Copy the line containing "of the wall", then all lines after it up to and including the final line of the material, exactly and without additions.

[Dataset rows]
-*-
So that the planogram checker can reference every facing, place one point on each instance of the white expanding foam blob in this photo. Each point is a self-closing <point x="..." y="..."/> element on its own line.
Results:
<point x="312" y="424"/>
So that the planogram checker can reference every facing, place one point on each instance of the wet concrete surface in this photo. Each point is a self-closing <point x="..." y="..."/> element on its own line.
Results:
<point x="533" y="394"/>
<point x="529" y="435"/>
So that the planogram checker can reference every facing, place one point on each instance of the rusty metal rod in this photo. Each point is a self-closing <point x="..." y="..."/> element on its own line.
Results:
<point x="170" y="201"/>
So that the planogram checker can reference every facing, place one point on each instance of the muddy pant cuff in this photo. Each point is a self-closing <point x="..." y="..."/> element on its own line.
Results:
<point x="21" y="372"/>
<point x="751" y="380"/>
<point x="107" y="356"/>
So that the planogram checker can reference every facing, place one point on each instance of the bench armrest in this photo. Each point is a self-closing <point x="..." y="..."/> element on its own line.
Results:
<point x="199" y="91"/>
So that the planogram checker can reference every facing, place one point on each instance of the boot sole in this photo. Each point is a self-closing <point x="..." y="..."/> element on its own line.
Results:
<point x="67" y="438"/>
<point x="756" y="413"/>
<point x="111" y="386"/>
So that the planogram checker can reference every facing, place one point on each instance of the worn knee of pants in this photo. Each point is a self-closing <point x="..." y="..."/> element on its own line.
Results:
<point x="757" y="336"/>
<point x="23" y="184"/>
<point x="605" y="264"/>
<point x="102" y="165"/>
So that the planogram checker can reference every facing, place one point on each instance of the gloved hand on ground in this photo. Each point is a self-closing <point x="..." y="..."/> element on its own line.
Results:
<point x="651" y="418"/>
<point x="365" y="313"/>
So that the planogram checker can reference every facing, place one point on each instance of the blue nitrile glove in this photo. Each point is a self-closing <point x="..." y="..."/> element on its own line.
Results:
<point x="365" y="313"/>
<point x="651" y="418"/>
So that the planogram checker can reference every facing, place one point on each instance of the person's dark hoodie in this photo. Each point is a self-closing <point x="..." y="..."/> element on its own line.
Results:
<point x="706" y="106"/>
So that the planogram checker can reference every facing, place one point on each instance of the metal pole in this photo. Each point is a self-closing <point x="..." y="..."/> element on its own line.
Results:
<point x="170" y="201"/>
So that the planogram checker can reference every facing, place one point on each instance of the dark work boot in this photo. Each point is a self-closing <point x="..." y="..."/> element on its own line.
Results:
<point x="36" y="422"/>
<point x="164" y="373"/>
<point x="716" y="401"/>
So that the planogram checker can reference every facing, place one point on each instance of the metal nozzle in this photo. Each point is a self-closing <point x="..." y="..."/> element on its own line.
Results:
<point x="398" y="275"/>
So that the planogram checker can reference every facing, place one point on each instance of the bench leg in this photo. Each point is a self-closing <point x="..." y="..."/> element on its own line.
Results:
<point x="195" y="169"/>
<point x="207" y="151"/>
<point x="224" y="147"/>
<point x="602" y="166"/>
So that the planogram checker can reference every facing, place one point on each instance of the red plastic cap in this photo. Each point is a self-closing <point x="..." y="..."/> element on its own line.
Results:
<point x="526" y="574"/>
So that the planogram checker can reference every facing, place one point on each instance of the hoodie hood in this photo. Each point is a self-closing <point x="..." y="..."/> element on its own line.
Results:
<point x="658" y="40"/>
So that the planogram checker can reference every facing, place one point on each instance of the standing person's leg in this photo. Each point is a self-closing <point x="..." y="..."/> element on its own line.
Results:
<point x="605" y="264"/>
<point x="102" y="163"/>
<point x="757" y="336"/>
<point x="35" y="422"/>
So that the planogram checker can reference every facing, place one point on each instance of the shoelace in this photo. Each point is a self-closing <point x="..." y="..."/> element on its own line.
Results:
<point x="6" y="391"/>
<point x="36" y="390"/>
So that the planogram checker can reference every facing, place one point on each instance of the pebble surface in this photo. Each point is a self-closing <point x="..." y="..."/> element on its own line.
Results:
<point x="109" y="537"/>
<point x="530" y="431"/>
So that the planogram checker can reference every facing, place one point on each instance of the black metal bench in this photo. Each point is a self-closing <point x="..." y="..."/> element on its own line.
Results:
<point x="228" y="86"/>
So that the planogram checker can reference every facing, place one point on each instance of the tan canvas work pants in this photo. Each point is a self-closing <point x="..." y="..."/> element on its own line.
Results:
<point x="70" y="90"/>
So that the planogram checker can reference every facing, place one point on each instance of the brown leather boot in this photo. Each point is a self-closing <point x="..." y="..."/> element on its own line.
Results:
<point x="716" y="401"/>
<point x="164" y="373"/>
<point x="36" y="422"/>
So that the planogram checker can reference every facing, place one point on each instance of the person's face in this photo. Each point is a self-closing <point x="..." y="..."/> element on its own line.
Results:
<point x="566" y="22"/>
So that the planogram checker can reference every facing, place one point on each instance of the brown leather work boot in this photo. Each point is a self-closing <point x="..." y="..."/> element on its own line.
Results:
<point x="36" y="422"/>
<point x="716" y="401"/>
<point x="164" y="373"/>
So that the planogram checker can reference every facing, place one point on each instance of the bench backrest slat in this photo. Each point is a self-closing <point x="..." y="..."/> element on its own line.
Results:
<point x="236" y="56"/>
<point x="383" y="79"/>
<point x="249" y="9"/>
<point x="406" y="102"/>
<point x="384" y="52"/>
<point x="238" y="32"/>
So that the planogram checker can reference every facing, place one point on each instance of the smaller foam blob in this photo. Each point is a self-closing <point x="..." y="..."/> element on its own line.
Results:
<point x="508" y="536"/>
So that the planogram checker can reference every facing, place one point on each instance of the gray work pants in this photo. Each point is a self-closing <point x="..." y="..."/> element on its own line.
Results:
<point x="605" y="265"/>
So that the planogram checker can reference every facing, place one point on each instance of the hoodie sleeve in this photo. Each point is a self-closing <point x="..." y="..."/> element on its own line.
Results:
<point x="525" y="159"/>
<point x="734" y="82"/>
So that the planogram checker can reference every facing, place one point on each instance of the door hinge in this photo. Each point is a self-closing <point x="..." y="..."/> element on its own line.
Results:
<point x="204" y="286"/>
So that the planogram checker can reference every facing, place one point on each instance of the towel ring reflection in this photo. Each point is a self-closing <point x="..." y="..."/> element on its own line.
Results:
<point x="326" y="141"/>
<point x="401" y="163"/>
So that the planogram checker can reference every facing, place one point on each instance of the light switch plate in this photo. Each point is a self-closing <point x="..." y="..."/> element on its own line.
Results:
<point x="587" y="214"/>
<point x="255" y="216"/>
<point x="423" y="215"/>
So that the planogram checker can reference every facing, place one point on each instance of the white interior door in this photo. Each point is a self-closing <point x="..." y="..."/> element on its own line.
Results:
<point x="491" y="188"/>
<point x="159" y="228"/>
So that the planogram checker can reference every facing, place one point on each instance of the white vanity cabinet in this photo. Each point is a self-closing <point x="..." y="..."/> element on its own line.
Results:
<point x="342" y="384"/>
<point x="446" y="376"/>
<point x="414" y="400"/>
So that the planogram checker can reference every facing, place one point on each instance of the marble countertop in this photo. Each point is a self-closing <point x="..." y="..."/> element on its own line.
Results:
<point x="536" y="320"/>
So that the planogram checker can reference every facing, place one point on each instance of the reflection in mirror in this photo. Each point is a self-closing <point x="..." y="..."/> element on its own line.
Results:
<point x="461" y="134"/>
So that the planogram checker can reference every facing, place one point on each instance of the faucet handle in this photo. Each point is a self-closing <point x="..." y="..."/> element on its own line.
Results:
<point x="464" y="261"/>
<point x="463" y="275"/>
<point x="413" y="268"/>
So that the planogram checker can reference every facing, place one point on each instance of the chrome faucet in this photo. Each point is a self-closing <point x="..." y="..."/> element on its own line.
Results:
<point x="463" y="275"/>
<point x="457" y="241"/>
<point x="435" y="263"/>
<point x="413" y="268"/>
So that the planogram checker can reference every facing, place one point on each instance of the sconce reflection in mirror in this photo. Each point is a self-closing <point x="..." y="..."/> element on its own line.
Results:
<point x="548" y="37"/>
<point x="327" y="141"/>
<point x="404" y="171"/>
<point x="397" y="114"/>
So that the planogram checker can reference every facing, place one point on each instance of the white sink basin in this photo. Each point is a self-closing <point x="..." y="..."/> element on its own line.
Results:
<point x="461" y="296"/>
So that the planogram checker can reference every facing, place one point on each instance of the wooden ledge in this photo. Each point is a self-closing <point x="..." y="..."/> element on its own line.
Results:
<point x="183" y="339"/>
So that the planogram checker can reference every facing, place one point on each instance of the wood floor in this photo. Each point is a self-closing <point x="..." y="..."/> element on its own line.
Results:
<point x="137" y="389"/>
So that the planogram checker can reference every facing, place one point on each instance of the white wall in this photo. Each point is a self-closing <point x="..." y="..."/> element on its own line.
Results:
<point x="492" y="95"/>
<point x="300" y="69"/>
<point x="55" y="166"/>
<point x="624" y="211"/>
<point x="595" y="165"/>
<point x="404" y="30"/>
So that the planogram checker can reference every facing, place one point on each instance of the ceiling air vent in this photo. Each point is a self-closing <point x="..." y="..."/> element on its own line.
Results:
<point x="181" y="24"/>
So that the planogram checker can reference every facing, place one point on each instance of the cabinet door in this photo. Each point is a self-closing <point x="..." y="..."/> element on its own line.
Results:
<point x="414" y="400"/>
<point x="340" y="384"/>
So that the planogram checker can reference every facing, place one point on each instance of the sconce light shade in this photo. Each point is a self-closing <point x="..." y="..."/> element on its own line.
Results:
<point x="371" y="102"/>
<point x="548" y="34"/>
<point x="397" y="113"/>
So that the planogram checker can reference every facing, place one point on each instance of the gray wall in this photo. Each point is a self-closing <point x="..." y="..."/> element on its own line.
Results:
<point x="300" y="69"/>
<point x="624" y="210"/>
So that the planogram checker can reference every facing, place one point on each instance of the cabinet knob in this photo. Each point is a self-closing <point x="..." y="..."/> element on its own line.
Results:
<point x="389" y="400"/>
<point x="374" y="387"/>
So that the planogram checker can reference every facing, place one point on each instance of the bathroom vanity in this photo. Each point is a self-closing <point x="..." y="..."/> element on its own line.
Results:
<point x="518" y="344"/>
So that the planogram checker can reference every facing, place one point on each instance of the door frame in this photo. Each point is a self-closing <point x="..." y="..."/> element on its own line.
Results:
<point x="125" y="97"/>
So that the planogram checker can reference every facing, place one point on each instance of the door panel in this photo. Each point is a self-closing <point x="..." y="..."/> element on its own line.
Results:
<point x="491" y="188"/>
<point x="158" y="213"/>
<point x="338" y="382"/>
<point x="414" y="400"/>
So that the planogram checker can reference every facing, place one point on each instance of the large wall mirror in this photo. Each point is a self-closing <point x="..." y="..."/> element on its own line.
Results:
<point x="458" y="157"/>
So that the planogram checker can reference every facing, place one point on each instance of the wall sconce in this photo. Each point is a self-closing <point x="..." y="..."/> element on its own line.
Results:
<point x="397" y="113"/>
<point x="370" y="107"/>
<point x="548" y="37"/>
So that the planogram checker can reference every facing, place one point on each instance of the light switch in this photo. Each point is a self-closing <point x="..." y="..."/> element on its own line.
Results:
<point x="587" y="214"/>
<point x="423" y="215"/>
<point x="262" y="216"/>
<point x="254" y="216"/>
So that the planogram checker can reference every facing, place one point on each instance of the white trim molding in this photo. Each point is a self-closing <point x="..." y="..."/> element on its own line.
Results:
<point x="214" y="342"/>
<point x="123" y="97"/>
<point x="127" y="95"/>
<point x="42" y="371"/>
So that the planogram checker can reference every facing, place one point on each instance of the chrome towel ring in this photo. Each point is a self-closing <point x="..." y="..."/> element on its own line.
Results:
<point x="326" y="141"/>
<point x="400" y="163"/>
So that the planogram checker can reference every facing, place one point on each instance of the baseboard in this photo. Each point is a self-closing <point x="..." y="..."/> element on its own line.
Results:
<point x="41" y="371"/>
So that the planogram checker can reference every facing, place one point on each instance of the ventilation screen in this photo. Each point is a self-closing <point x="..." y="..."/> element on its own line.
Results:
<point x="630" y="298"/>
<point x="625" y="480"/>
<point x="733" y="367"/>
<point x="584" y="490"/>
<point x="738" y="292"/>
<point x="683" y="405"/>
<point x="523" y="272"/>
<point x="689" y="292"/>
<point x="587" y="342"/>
-*-
**SOLUTION:**
So that the planogram checker can reference every facing, place one point on each instance of the wall sconce in this photo. Each point is a self-closing <point x="..." y="..."/> element on its own line.
Results:
<point x="397" y="113"/>
<point x="370" y="107"/>
<point x="548" y="37"/>
So that the planogram checker can reference every facing, place one point on each instance of the light switch in this photo. Each point is a self-closing <point x="..." y="..."/> element on its own line.
Results:
<point x="587" y="214"/>
<point x="423" y="215"/>
<point x="262" y="216"/>
<point x="254" y="216"/>
So that the planogram checker can reference every facing, place one point on each instance of the white trim molding in this photo. Each point is a self-closing <point x="..." y="..."/> element on its own line.
Results:
<point x="214" y="342"/>
<point x="123" y="97"/>
<point x="127" y="95"/>
<point x="42" y="371"/>
So that the planogram checker can reference every facing, place one point on each instance of the chrome towel ring in this photo. Each point is a self-closing <point x="..." y="..."/> element on its own line.
Results:
<point x="326" y="141"/>
<point x="400" y="163"/>
So that the planogram checker can reference every facing, place one point on each instance of the baseboard in this photo. Each point is a self-closing <point x="..." y="..."/> element on its own line.
Results:
<point x="41" y="371"/>
So that the planogram checker can reference every facing, place one point on each instance of the ventilation screen in this photo. Each point is a self-closing <point x="..." y="..."/> element on its own line.
Results:
<point x="630" y="298"/>
<point x="625" y="480"/>
<point x="733" y="367"/>
<point x="584" y="490"/>
<point x="738" y="292"/>
<point x="683" y="405"/>
<point x="523" y="272"/>
<point x="689" y="292"/>
<point x="587" y="342"/>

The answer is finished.